How to complete this task ▸ Rewrite the memorial article starting with "Brown grew up" and going on through "to his liver.", changing "tumor" to "growth".

Memorial Effort for Fallen Soldier Needs Community’s Help
TWIN FALLS, Idaho (KLIX) – The terrorist attacks of Sept. 11, 2001 affected people across the globe. Dan Brown was one of them.
“He had a lot of feelings about 911 and it influenced him quite a bit,” his father, Jerry Brown of Twin Falls, told News Radio 1310. “He joined the U.S. Army soon after graduation.”
Sgt. Dan Brown was a professional soldier, who served as a tank commander. He knew his job well. But that didn’t stop March 24, 2012 from happening. On that day more than four years ago, the aftermath of 911 further impacted the Brown family.
Two weeks before he was scheduled to return home from the war zones of Afghanistan – and just three months after his wife, Jordan, gave birth to twin daughters – Brown was killed in Kandahar province after enemy forces attacked his unit with an improvised explosive device.
“It’s been tough,” his dad said in a phone interview on Thursday, his voice choking with emotion. “It’s been really tough.”
About six months after that sad day, Jerry started working on a memorial to honor his son, as well as other fallen soldiers from Idaho. He hired an artist from Salt Lake City, Lena Toritch, and the soldier’s sculpture is mostly complete. In all, about 73 soldier names will be engraved on its wall. He’s paid for it himself, but needs some help getting it placed.
“I figure we’ll need about $20,000 to finish everything,” Jerry said, noting the plan is to place the memorial on Saturday, Nov. 12 – the day after Veteran’s Day – at the Gayle Forsyth Park in Jerome, where a young Dan Brown used to play.
There are several ways people can donate: through the CSI Foundation, a GoFundMe account, or by contacting friends of the family Jennifer Moss or Ryan Horsley.
Horsley said he didn’t realize until recently that Jerry’s memorial efforts still needs money, so he’s been helping spread the word through social media and other avenues.
Brown grew up in Jerome, but his parents reside in Twin Falls. Horsley said involvement from both communities – and others that want to help – would be appreciated.
“He’s been doing everything on his own,” Horsley said, explaining that Jerry also is battling some health challenges. “It’s time for the community to step up and help.”
Jerry said he was diagnosed with a tumor in his eye, but during a routine checkup doctors found the cancer had spread to his liver.
“Don’t worry,” Jerry said. “I’m going to beat it.”

Extracted information ▸

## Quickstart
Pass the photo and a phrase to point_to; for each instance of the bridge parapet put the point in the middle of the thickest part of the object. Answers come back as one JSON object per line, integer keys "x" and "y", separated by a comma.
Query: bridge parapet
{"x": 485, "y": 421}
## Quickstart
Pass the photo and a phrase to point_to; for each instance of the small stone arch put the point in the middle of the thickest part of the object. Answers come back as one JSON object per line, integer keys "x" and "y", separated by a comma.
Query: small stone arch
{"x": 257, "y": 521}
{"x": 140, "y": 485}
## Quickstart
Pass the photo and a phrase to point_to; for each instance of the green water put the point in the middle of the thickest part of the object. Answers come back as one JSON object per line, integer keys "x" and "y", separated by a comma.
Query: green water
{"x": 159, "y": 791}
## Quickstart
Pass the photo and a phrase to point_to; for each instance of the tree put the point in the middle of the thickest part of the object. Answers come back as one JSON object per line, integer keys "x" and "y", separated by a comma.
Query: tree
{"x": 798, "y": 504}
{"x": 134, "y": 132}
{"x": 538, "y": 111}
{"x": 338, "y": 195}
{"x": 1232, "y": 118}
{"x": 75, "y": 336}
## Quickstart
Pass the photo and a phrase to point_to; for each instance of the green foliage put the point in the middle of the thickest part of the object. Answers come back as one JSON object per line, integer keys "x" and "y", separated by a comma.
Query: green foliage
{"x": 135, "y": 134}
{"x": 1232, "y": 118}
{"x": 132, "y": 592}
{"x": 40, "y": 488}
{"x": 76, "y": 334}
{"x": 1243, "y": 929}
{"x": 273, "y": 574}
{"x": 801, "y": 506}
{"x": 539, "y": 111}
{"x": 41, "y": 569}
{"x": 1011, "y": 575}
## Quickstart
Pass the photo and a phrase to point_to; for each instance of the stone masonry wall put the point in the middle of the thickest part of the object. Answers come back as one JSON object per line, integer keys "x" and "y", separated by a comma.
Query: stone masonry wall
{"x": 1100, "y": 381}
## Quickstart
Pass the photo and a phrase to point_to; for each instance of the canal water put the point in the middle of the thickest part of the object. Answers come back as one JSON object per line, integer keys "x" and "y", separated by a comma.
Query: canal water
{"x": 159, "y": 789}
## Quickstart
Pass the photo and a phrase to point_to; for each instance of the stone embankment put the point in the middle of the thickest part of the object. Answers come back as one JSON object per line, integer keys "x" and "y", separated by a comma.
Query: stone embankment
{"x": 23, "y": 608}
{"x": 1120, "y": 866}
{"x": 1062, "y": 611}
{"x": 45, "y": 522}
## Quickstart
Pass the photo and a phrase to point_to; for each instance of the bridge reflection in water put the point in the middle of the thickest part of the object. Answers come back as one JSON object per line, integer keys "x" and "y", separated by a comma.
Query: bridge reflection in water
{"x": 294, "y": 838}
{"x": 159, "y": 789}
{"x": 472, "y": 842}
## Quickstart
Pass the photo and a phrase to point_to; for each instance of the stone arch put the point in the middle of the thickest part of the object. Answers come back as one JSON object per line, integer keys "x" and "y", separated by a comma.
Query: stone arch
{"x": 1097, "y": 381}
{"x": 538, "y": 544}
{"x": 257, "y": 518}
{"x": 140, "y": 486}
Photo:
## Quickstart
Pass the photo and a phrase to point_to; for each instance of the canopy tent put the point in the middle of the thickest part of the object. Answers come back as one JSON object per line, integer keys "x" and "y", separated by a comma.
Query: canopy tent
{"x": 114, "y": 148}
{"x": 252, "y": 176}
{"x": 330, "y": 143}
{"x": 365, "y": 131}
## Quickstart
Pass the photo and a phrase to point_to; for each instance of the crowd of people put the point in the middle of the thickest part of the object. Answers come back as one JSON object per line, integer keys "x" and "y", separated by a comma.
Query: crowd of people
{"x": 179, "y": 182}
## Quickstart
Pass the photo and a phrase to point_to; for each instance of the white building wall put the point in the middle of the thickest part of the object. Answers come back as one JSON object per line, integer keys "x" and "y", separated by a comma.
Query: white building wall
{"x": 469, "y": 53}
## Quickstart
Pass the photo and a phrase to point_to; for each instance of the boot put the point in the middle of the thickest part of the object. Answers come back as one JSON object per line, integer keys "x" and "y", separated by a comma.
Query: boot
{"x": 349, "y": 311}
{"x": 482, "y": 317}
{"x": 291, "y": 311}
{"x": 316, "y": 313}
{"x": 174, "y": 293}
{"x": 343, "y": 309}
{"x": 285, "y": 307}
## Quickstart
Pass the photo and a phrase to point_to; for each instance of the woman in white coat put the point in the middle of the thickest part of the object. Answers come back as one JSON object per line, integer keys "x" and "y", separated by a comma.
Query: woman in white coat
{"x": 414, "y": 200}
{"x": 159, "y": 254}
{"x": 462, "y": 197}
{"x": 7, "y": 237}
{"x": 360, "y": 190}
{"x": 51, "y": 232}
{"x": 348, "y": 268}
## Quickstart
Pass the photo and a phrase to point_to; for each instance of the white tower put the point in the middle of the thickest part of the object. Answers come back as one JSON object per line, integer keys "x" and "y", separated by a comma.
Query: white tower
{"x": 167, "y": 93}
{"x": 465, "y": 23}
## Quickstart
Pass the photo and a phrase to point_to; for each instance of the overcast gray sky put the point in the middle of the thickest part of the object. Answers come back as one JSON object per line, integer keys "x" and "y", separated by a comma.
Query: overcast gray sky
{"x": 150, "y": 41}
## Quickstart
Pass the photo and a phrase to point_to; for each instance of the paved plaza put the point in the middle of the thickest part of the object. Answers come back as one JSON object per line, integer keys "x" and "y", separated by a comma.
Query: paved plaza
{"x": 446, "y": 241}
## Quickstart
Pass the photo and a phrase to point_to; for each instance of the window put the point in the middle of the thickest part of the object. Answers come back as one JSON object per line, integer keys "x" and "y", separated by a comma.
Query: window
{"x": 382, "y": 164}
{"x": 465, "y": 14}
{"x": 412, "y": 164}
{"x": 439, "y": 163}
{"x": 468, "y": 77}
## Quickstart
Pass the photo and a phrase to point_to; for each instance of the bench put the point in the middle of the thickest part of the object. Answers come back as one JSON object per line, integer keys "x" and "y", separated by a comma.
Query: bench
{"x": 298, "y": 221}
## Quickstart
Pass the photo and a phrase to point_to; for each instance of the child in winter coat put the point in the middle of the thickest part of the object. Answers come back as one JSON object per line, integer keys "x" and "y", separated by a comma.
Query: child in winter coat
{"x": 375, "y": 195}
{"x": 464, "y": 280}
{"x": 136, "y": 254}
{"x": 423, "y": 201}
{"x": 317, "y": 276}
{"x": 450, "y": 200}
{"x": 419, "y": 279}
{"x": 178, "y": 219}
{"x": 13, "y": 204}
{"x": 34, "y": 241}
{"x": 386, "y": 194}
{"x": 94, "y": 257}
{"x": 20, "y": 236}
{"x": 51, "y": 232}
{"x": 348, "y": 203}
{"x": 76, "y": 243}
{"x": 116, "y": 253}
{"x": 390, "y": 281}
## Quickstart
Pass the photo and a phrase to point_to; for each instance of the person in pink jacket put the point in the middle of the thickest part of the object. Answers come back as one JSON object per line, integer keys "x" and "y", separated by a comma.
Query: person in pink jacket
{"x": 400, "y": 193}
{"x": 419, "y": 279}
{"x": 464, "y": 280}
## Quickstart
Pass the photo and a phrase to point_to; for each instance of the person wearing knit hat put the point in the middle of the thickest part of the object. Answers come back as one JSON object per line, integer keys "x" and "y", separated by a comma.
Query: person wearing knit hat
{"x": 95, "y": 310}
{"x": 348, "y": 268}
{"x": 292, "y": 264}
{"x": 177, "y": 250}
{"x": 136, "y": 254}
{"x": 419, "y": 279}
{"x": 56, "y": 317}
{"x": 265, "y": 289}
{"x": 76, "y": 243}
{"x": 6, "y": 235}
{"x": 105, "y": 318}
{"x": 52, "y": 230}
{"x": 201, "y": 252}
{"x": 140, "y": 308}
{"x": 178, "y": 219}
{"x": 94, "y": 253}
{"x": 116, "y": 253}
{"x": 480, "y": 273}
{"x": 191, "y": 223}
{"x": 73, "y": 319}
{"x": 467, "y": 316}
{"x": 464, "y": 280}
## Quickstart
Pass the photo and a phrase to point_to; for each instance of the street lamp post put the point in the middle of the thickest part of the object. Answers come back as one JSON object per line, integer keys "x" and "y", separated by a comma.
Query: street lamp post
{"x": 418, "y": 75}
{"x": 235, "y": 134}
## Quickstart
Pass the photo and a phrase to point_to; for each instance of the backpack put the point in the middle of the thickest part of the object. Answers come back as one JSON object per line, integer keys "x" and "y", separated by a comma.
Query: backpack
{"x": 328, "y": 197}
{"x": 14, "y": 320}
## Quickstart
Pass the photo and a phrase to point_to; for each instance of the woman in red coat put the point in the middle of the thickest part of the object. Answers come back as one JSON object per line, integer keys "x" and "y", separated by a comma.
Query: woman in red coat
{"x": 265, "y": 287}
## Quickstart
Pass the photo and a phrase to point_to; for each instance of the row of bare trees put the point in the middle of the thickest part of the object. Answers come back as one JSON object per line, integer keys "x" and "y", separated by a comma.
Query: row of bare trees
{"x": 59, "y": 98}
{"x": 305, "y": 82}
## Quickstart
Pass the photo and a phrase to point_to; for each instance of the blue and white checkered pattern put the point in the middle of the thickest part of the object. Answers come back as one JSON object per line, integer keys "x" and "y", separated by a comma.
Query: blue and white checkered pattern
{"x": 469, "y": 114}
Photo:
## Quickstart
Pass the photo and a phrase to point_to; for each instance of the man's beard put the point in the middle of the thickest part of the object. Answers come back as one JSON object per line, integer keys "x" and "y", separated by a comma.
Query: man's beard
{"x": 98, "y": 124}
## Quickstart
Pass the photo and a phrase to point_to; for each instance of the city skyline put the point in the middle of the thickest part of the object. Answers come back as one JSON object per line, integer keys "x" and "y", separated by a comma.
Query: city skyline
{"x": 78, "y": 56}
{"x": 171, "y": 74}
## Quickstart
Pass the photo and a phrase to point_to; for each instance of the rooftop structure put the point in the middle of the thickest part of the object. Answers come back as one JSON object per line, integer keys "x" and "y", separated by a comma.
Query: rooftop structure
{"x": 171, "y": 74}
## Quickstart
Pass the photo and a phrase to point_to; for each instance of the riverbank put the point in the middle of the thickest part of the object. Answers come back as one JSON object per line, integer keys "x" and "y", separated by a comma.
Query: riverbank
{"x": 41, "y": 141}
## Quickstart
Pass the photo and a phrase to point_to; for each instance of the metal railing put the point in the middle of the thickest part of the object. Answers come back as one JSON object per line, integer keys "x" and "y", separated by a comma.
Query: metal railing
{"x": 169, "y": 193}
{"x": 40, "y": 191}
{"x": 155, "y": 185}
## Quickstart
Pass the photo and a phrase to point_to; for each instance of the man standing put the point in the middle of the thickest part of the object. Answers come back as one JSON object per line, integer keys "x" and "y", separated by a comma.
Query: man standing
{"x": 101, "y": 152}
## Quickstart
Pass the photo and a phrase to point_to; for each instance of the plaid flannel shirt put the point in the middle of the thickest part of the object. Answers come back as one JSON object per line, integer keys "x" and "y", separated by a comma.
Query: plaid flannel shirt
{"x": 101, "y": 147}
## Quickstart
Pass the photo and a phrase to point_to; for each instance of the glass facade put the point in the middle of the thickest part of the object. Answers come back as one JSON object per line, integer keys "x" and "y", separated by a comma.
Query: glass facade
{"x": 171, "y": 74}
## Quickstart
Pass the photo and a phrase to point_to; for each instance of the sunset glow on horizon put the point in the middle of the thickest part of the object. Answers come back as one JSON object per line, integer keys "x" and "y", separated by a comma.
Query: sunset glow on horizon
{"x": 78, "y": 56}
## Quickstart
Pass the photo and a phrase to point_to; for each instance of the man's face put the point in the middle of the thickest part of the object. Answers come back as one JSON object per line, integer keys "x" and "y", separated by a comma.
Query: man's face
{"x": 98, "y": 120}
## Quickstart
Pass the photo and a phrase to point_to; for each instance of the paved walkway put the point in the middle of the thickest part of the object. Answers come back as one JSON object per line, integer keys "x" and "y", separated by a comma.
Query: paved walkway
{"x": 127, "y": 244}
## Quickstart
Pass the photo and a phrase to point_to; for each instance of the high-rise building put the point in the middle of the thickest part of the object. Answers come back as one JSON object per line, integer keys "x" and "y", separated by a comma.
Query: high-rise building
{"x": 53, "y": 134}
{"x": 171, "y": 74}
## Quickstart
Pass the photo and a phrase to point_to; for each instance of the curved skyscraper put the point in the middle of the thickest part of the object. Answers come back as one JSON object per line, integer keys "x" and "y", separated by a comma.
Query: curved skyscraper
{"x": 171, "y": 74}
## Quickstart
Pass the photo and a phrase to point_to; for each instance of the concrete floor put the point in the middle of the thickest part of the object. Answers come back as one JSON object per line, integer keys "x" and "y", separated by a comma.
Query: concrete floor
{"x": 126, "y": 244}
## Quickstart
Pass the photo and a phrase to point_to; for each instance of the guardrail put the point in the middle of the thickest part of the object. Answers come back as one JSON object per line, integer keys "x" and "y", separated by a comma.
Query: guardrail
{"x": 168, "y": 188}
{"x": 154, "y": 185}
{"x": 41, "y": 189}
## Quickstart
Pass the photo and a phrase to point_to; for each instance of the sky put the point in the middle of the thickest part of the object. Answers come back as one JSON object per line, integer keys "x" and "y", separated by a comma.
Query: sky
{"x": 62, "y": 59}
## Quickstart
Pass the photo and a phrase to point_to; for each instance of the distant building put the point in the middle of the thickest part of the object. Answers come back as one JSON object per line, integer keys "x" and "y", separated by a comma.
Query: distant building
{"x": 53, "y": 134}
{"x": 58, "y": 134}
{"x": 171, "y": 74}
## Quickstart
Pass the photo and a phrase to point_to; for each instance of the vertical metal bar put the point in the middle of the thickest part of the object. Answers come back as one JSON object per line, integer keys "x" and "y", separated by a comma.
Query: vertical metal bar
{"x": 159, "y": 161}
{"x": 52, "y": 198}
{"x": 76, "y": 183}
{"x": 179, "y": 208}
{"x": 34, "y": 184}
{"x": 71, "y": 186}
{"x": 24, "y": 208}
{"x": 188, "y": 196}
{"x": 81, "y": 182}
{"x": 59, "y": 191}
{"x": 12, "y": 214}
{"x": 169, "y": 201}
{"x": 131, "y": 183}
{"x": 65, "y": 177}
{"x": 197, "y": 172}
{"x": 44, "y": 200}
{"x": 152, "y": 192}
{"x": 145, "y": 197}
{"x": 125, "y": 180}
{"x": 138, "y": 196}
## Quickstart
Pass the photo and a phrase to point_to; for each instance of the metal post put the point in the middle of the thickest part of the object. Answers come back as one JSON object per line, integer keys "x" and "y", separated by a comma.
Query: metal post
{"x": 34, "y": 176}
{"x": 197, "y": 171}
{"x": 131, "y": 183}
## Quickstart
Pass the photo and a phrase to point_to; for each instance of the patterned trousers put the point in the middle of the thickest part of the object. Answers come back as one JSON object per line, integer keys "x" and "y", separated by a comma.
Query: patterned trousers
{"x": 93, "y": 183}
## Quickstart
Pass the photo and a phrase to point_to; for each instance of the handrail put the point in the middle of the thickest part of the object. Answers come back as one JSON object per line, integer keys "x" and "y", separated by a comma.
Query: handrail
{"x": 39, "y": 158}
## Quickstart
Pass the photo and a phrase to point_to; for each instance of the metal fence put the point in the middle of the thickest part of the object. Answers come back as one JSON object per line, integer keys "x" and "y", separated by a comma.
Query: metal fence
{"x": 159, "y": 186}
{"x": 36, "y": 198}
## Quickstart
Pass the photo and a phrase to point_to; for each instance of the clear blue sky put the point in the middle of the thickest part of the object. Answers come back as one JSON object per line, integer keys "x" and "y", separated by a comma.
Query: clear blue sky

Solved problem ▸
Brown grew up in Jerome, but his parents reside in Twin Falls. Horsley said involvement from both communities – and others that want to help – would be appreciated.
“He’s been doing everything on his own,” Horsley said, explaining that Jerry also is battling some health challenges. “It’s time for the community to step up and help.”
Jerry said he was diagnosed with a growth in his eye, but during a routine checkup doctors found the cancer had spread to his liver.